• **RECORDED INFORMATION**:
○ ○ ○ ○

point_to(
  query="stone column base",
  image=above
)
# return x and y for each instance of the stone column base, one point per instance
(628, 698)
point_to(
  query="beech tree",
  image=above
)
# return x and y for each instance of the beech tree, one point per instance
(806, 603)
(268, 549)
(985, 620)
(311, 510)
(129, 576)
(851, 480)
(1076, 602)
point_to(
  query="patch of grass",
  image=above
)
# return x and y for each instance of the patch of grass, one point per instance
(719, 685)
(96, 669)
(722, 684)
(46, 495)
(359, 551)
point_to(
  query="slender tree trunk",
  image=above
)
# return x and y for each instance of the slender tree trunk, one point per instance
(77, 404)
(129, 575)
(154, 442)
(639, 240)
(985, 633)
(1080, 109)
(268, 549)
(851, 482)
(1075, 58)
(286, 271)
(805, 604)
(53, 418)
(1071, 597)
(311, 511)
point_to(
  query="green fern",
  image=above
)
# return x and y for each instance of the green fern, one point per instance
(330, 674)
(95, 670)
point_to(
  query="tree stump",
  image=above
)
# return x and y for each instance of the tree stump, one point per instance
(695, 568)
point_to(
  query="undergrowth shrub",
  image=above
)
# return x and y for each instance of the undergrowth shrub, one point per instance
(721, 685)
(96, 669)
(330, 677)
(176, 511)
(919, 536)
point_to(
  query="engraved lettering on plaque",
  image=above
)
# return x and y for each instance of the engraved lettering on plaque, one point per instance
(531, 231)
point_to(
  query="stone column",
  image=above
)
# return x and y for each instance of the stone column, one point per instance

○ ○ ○ ○

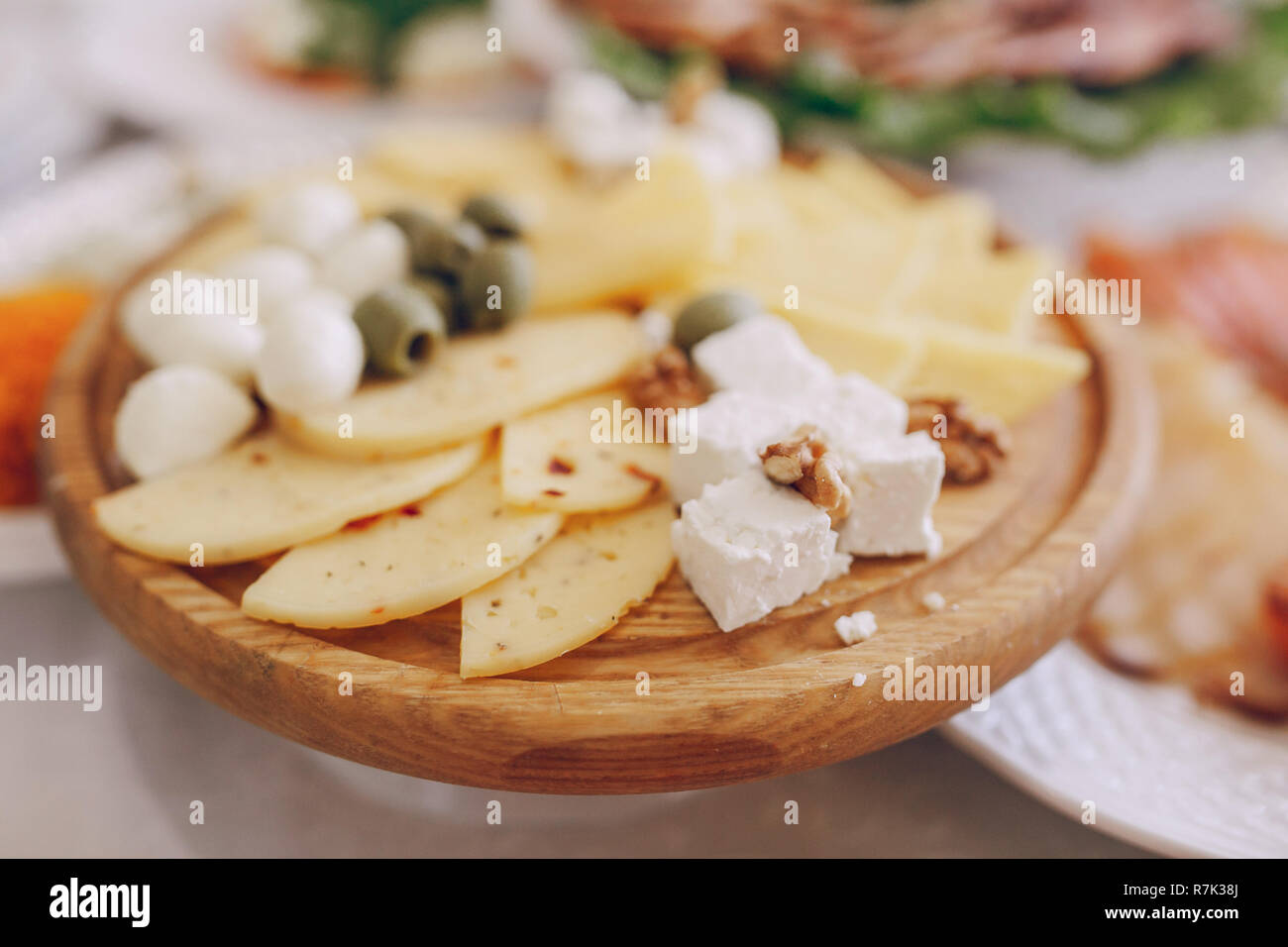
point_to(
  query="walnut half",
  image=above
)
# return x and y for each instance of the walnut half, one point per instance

○ ○ ○ ○

• **EXERCISE BRIEF**:
Above are the records; copy each line from them that includes the string "query".

• **OUTPUT FOR THIS TASK**:
  query="stone column base",
  query="beech tree",
  query="patch of grass",
  query="slender tree trunk",
  query="green fern",
  query="tree stump",
  query="undergrowth shrub",
  query="engraved lettering on plaque",
  query="stone column",
  query="walnut half",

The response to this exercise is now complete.